* Start EXCERPTED TEXT *

Saturday, December 11, 2010
Harvested several of the cabbage this morning as we have another cold spell fixin to move in. This one is supposed to be even colder than the last so I wanted to get at least some of the cabbage in that we knew was near ready. Pulled some turnips and carrots while the ground was frost free and gave many of the greens in the greenhouse a hair cut so they are easier to cover on the super cold nights.
Friday, December 10, 2010
She got an early present and learned she was going to be having a baby brother in May. She was so happy she did a little dance...
1/4 cup softened butter
1 1/4 cups smooth peanut butter
2 teaspoons vanilla
1 cup sugar
1/2 cup dark brown sugar
3 large eggs
2 teaspoons baking soda
1/2 teaspoon cinnamon
4 cups old fashioned or quick oats, uncooked
Mix all ingredients thoroughly and form dough into ping pong size balls. Place on cookie sheet and squish them down with a fork and bake. For wood stove cooking, i just keep an eye on them and flip when I see they are ready. For those cooking with a conventional oven, bake at 350 for 15 minutes or there about. Bake just until set and edges are golden. Let stand on cookie sheet 1 minute before removing.
Wednesday, December 8, 2010
So much for a warmer than usual la nina winter here in the South! We have had January weather for the last several days and they say it is going to be this way through December. We have been having mid teen nights with days struggling to get to freezing and until today twenty mph winds to go with the cold. Needless to say manthing and I had to construct two hoop (I am using the term lightly) houses the other day and then find coverings for both of them that will hopefully protect the almost ready to harvest cabbage. They most certainly are not pretty but thus far they seem to be holding up and doing their job. Thankfully the broccoli was able to all be harvested before the cold set in. There were only three heads that were still quite small so I did not feel too bad about harvesting them early.
The tall one is just made of sticks placed in a V and lashed with twine then a ridge pole down the top. It is a pretty long row and the only thing we had to cover it was an old tarp we had around. The single covering was not cutting it, so I threw a layer of black plastic over the top of it. We just weighted it all down with brick and will roll the tarp up on the nice days and nights from here on out. On the short one I used some pvc frames thaty we normally use to hold the netting up over the strawberries. It is covered with clear plastic and then a layering of blankets. These too will just roll off the frame as needed when weather permits.
Everything else outside has pretty much withered up and is looking quite sad but inside the greenhouse things are doing quite well and trucking along. Everything in there also has a layer of plastic over it to protect it and it seems to be working. The broccoli in there is starting to head up.

* End EXCERPTED TEXT *
* Start DATA ROWS *

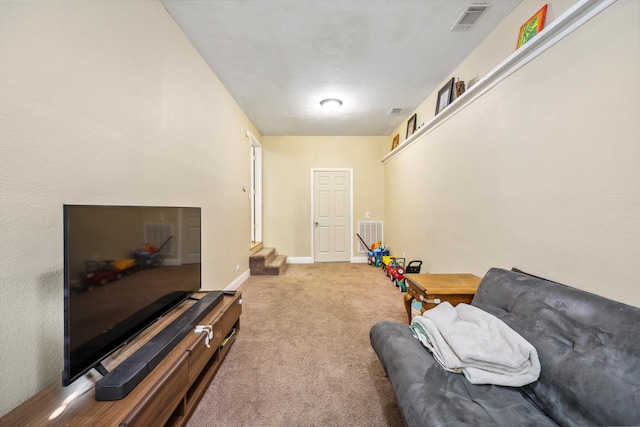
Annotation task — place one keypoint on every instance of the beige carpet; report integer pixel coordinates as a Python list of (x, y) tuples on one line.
[(303, 357)]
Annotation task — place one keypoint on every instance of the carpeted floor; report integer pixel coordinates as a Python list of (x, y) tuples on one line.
[(302, 356)]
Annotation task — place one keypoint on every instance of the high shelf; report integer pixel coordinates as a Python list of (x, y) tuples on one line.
[(167, 396)]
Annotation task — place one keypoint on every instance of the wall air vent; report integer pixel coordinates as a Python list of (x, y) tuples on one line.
[(469, 17)]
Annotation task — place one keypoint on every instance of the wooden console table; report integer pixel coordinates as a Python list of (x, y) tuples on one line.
[(166, 397), (431, 289)]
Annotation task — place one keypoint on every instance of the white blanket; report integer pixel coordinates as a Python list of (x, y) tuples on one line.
[(481, 346)]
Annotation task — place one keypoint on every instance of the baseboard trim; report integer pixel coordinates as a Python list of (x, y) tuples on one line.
[(299, 260), (238, 281)]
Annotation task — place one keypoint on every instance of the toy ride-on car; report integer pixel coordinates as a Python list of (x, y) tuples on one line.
[(397, 274)]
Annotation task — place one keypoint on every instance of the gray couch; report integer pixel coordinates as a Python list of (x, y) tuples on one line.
[(588, 346)]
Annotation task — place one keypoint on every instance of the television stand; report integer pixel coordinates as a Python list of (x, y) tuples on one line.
[(166, 397), (121, 381)]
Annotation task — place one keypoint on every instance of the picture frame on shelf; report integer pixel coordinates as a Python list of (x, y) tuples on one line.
[(396, 141), (411, 125), (445, 95), (533, 26)]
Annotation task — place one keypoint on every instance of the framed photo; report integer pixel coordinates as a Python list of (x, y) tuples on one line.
[(533, 26), (411, 125), (396, 141), (445, 95)]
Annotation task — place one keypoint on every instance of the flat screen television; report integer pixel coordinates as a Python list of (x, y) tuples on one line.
[(124, 268)]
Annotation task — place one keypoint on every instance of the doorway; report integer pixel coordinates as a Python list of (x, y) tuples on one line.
[(255, 194), (331, 209)]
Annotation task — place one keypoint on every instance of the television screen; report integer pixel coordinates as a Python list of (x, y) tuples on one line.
[(124, 267)]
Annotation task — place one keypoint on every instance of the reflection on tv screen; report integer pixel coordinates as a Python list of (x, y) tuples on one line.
[(124, 267)]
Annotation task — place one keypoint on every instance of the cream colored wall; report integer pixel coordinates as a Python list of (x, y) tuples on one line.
[(540, 173), (492, 51), (288, 161), (103, 103)]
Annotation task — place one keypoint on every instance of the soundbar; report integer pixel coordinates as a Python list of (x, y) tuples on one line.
[(122, 380)]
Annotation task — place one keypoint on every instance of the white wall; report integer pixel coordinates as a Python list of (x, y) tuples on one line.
[(103, 103), (541, 173)]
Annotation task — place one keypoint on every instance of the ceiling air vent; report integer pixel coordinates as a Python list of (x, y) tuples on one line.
[(469, 17)]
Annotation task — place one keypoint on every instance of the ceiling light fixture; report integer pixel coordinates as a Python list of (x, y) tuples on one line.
[(331, 104)]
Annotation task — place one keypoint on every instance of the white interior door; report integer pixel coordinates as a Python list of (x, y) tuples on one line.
[(332, 215), (190, 236)]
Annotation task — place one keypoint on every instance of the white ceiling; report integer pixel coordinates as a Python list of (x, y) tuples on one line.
[(280, 58)]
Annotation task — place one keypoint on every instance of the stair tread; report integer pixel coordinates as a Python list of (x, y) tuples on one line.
[(263, 253), (266, 262)]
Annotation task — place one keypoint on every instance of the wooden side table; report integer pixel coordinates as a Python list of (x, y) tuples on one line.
[(431, 289)]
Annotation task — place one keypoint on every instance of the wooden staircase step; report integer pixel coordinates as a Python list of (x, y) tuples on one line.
[(267, 262)]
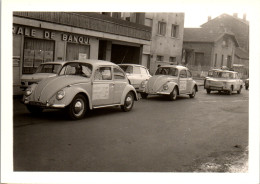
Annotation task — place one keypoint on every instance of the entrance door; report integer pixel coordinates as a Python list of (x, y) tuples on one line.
[(77, 51)]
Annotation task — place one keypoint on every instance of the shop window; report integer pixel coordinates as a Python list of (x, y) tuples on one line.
[(159, 58), (161, 28), (36, 51), (175, 31)]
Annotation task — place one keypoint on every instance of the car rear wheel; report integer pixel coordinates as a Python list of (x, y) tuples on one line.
[(173, 94), (77, 107), (129, 102), (239, 91), (34, 109), (192, 95), (144, 95)]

* End DATA ROWS *

PROBLEMS
- 1) Using the garden blog posts, tell whether each statement is true: (a) All the broccoli outside was picked before the cold arrived. (b) In a regular oven, the cookies bake at 375. (c) The tall hoop house is covered with an old tarp. Answer yes or no, and quote the blog posts' words that settle each one.
- 2) Answer from the garden blog posts:
(a) In what month is the baby brother due?
(b) How many eggs does the cookie recipe use?
(c) How strong were the winds that came with the cold?
- 3) Carry the garden blog posts on past their last sentence.

RESPONSES
- 1)
(a) Yes: "Thankfully the broccoli was able to all be harvested before the cold set in."
(b) No: "For those cooking with a conventional oven, bake at 350 for 15 minutes or there about."
(c) Yes: "the only thing we had to cover it was an old tarp we had around"

- 2)
(a) May
(b) 3 large eggs
(c) Twenty mph

- 3)
Thursday, December 2, 2010
The other day we had a visitor that was absolutely amazed with the gardens we have growing the first of December. Since we get so few visitors, I had not really thought about how pretty it must look for someone that either does not garden at all or who only gardens one season a year. All the brilliant greens really are quite dazzling and to a local that knows the type of weather we have had I guess it is a pretty neat sight. I suppose it is bizarre for them to see someone growing near all their food and eating it fresh in December while giving those plants no special care.
Once again it drove home the point of how far we, as a society, have separated from our food. To see this in the Appalachians where I have always associated the native people with being close to the earth and taking care of themselves is also disheartening. At the same time, it does give me hope that people are truly interested in doing more for self but honestly have no clue how how to do it nor how to incorporate it in to the busy lifestyle that they have. I have so many ideas of what I would like to do in the future; Gardens and sustainability are in all of them. Each time I experience something like the lady and the veggies, I know the ideas I have are on the right track, I just need to turn them into something other than ideas.
Anywho, we are heading into an early deep cold spell and rather than spend hours covering and uncovering the outdoor greens and veggies, I made a big harvest yesterday.
The peas grew beautifully and started producing but each frost we have had has beat them down and the growing peas get frost bit so they are all designated bunny food. The cabbage is near harvest size on the good end so will watch them and see how they do for now. The broccoli, I have been cutting for a few weeks now and have froze 10 quarts or so plus we have been eating plenty fresh. I cut another dozen or so heads yesterday and the rest will be watched to see that they are ok. I gave all of the greens a good trimming and brought them in for either freezing or using fresh. This saves me bunches of time trying to cover beds and keep them covered and I do not feel bad if the plants die from cold. The carrots and turnips I continue to pick fresh out of the beds and will continue to do so through the winter. With some mulch covering them, rarely does the ground freeze enough to prohibit harvest.
Wednesday, December 1, 2010
2 1/2-3 cups flour
1 cup squash, pumpkin or sweet potato (cooked & mashed)
1/2 tsp salt
2 tbsp sugar
2 tbsp butter
1/3 cup water
2 tsp yeast
oil or lard for frying
Put all dry ingredients in bowl. Heat water and melt butter, mix with dry ingredients. Dough is a soft dough but you don't want it gooey either, add flour as needed and then knead for 3-4 minutes. Raise until double in size. Punch down and roll to 1/4 inch thick and cut donuts. Place donuts on parchment paper or floured surface and let rise 20 minutes. Fry in oil until brown and turn. Remove from oil , cool on paper towel and coat with cinnamon sugar.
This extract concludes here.